[GOAL OF THE EXERCISE] Reproduce the lines below word for word, starting with the line that contains "indicate the green grass, a" and continuing through the line that contains "column 76, row 19".

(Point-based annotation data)
☆ ☆ ☆ ☆ ☆
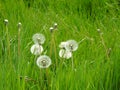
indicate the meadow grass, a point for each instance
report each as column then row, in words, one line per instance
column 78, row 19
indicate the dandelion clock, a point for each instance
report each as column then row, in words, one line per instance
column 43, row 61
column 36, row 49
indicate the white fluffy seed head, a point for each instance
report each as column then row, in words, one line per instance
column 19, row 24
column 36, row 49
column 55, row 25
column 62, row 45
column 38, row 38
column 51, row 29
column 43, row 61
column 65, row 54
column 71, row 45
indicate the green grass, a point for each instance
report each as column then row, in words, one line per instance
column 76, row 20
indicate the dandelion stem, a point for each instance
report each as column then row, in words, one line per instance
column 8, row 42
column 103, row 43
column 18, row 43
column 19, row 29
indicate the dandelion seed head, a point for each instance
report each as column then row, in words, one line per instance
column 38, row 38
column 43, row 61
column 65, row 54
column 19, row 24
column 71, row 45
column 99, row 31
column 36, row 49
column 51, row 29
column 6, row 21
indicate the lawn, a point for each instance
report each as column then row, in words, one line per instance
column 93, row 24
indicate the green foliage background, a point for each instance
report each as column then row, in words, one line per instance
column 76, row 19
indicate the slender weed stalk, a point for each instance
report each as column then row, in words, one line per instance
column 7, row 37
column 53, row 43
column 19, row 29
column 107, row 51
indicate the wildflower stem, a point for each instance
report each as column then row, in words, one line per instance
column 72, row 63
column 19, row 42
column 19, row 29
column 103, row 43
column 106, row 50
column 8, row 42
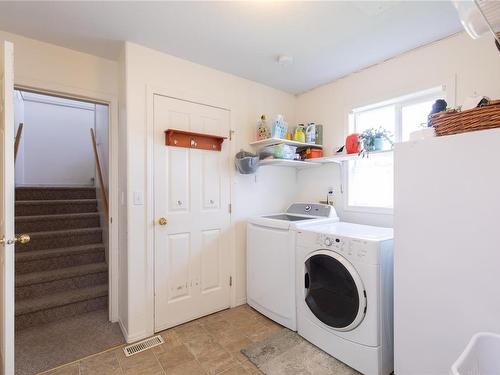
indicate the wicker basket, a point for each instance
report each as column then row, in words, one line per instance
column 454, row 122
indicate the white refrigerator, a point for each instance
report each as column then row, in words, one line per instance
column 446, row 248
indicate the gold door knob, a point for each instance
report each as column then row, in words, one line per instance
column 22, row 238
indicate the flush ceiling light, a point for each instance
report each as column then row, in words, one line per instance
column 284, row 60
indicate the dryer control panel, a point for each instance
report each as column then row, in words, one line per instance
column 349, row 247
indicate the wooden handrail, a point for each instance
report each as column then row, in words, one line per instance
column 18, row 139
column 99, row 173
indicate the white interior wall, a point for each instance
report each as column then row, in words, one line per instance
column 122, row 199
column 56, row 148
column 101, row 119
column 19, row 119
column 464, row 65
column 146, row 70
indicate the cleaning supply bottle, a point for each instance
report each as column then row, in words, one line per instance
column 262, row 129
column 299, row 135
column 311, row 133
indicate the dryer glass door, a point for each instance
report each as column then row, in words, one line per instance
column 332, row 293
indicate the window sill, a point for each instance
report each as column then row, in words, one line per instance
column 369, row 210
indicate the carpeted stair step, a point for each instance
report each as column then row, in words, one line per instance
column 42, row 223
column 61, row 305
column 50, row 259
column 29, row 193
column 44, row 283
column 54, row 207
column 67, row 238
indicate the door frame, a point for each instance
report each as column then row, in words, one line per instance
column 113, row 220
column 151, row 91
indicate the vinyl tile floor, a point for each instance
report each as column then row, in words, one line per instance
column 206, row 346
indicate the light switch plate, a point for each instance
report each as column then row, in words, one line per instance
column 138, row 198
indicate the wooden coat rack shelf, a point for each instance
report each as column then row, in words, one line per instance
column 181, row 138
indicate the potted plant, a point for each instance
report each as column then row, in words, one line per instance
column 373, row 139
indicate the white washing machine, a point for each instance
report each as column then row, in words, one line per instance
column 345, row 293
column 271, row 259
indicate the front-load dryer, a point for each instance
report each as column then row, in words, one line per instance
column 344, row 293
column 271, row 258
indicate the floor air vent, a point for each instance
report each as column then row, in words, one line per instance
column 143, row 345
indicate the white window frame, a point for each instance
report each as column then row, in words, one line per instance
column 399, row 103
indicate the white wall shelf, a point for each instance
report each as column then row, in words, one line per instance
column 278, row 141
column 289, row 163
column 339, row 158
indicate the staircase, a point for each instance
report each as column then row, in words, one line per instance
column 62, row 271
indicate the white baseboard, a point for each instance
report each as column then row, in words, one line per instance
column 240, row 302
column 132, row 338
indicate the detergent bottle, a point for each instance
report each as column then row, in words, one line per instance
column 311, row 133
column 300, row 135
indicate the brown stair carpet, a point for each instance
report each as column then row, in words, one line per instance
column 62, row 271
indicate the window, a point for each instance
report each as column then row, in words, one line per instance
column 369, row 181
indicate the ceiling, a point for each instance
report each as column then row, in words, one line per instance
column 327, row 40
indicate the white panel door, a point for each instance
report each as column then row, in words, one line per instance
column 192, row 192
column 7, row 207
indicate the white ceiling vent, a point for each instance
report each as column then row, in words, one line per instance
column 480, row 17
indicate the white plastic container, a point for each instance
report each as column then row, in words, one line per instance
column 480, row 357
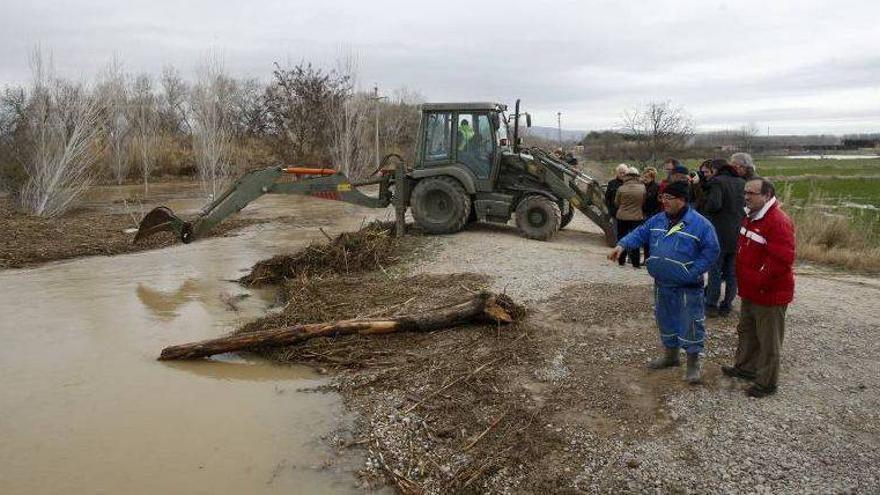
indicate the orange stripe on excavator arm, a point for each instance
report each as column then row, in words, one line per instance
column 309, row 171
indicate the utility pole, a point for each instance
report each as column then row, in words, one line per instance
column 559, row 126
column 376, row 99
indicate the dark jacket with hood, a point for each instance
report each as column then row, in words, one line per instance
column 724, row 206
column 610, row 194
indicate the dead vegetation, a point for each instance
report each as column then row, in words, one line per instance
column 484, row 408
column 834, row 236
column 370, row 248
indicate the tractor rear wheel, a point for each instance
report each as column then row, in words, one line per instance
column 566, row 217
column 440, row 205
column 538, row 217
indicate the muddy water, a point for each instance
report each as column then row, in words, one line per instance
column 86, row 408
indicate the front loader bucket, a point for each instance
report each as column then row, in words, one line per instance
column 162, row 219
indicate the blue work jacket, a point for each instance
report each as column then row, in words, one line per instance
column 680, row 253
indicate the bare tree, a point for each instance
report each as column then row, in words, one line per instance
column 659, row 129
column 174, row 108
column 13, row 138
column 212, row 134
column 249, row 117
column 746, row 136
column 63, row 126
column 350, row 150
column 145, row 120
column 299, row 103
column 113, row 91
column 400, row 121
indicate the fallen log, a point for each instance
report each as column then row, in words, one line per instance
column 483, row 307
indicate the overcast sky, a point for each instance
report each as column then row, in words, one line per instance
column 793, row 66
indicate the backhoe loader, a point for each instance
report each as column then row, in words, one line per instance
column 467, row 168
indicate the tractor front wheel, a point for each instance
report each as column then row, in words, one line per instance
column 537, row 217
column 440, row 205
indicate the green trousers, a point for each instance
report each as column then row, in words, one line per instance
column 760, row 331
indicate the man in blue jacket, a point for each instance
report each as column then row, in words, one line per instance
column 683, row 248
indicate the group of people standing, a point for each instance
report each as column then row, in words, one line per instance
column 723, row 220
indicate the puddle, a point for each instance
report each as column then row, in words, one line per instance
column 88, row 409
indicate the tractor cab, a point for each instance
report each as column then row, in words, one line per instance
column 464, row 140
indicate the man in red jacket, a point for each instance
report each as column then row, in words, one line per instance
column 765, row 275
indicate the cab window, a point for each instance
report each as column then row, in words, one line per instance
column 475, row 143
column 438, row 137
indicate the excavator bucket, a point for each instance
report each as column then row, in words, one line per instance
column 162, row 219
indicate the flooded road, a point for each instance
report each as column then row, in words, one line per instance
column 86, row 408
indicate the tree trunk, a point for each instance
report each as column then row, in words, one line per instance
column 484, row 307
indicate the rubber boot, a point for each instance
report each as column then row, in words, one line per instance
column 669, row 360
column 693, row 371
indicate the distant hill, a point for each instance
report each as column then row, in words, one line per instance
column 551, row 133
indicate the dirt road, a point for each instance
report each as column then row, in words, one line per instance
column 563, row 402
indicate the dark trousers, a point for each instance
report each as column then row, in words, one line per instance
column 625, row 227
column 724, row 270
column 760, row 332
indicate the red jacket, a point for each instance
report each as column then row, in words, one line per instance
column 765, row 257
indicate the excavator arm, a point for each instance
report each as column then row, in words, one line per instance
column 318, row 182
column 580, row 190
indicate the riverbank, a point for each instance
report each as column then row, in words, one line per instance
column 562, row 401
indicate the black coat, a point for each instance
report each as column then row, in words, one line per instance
☆ ☆ ☆ ☆ ☆
[EXERCISE ANSWER]
indicate the green grass, a point for each instance
report each as column then row, in words, one line per instance
column 76, row 20
indicate the dandelion stem, a point for each instance
report each as column then row, in words, one line per instance
column 8, row 42
column 103, row 43
column 18, row 43
column 19, row 29
indicate the dandelion seed head, a point for each instance
report each as column then row, in words, one line per instance
column 38, row 38
column 43, row 61
column 65, row 54
column 19, row 24
column 71, row 45
column 99, row 31
column 36, row 49
column 51, row 29
column 6, row 21
indicate the lawn, a point for each instance
report each as column then row, in words, one line per instance
column 93, row 24
indicate the green foliage background, a point for each instance
report each as column then row, in words, one line per instance
column 76, row 19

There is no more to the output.